Dataset records:
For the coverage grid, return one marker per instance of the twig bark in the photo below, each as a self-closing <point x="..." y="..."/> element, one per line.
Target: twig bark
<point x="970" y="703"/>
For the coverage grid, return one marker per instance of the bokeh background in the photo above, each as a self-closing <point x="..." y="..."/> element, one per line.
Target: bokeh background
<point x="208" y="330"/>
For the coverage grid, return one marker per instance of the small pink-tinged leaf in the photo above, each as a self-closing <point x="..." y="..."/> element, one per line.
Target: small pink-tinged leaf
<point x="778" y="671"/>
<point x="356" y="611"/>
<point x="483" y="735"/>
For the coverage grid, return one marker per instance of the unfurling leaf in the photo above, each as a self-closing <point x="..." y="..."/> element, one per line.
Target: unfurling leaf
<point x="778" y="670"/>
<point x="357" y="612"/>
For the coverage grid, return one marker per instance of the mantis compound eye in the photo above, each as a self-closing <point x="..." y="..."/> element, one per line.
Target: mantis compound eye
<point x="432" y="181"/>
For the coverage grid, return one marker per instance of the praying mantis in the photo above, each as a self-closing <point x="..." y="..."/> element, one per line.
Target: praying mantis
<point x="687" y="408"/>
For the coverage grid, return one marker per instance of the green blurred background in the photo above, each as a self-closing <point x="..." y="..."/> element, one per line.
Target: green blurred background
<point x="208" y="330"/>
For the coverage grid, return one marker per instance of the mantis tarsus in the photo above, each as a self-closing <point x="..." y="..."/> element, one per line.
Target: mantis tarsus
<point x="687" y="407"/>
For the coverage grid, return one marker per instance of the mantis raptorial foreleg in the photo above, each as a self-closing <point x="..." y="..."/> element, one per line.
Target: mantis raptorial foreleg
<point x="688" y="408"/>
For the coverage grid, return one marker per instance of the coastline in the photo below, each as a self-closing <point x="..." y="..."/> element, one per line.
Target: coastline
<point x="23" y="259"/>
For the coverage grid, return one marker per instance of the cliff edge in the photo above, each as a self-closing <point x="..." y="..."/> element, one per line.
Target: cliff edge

Exercise prompt: The answer must be every entry, reproduced exactly.

Task solution:
For the coverage grid, return one marker per instance of the twig bark in the photo below, each as a self-closing <point x="..." y="..."/> element, one per line.
Target: twig bark
<point x="970" y="703"/>
For the coverage grid, return one marker per instance of the bokeh background in the photo above, each as a self-closing <point x="..." y="..."/> element, one per line.
Target: bokeh background
<point x="208" y="330"/>
For the coverage grid, return one marker per instance of the small pink-tinged leaf in the photo above, each as a self-closing <point x="..." y="..."/> element, one per line.
Target: small pink-tinged leaf
<point x="778" y="671"/>
<point x="356" y="611"/>
<point x="483" y="735"/>
For the coverage grid, return one marker per instance of the unfurling leaf in the photo above, each as a self-closing <point x="..." y="..."/> element, one per line.
Target: unfurling leaf
<point x="778" y="670"/>
<point x="357" y="612"/>
For the coverage grid, return one marker per instance of the mantis compound eye in the photo above, each as a self-closing <point x="..." y="..."/> element, one per line.
Target: mantis compound eye
<point x="432" y="181"/>
For the coverage grid, return one marker per instance of the praying mantis in the photo above, each as a self-closing <point x="..." y="..."/> element, one per line.
Target: praying mantis
<point x="687" y="408"/>
For the coverage grid, return one marker per instance of the green blurred background in the photo above, each as a self-closing <point x="..." y="..."/> element, one per line.
Target: green blurred background
<point x="208" y="330"/>
For the coverage grid, return one marker per instance of the mantis tarsus in the photo above, each as a self-closing <point x="..." y="..."/> element, one per line.
Target: mantis tarsus
<point x="687" y="407"/>
For the coverage grid, return one marker per instance of the mantis raptorial foreleg in the photo above, each as a self-closing <point x="..." y="..."/> element, one per line.
Target: mantis raptorial foreleg
<point x="688" y="408"/>
For the coverage grid, return one marker per instance of the coastline in the photo below, each as a self-closing <point x="..." y="..."/> element, one per line.
Target: coastline
<point x="23" y="259"/>
For the coverage grid, return one marker per instance of the cliff edge in the photo above, each as a self-closing <point x="..." y="..."/> element, one per line.
Target: cliff edge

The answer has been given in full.